[What to work on] Update the lines below by replacing "shrub" with "bush" and leaving everything else unchanged.

>>>

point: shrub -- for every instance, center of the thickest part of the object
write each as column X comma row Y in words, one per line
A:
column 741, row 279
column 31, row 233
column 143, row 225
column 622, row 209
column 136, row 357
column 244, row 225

<<<

[Finished exercise]
point: bush -- for every instance, center of the thickest part of the object
write each as column X comma row Y in words, one per line
A:
column 741, row 279
column 31, row 233
column 143, row 225
column 622, row 209
column 136, row 357
column 244, row 225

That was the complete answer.